* **Data shown**
++++

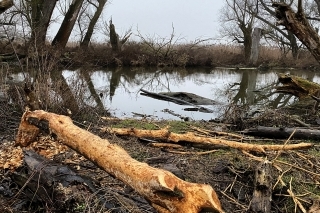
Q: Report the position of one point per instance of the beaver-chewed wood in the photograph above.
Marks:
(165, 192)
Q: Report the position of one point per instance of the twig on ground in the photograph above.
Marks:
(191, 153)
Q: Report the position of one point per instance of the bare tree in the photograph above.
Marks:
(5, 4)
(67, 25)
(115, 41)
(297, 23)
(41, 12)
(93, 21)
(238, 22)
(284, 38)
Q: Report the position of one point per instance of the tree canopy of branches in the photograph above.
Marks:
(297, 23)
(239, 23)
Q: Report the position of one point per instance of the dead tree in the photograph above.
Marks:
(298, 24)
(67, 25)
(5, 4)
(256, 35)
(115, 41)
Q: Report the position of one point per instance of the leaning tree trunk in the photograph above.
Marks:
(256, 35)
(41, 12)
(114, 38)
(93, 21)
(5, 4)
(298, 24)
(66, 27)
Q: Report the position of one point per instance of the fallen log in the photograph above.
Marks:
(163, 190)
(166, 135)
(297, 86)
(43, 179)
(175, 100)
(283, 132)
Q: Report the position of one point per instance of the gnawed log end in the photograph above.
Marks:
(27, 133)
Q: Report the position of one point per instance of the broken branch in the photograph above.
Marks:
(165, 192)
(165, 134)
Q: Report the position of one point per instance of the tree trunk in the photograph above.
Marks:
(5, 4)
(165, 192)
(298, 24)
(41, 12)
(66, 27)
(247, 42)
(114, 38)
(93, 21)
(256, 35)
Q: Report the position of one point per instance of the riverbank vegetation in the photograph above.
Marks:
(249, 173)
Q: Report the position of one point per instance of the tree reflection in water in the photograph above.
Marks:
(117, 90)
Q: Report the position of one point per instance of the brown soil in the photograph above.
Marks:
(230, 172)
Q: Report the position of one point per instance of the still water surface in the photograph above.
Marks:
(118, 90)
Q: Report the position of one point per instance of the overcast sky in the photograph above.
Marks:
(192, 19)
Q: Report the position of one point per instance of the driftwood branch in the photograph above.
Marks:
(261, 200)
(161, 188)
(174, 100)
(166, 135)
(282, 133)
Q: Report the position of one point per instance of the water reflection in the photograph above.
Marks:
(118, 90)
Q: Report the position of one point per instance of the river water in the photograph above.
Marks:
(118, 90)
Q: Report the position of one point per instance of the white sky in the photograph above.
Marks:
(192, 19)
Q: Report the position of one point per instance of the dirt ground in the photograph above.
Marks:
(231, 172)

++++

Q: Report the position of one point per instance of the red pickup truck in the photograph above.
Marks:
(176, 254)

++++

Locate each line in the listing above containing the string "ground" (uppercase and lowercase must match) and copy those lines out.

* **Problem solution**
Q: Report the position of one point per instance of the twig on ground in the photograph above.
Q: Report the position of one point per instance of the dirt ground in the photograph above.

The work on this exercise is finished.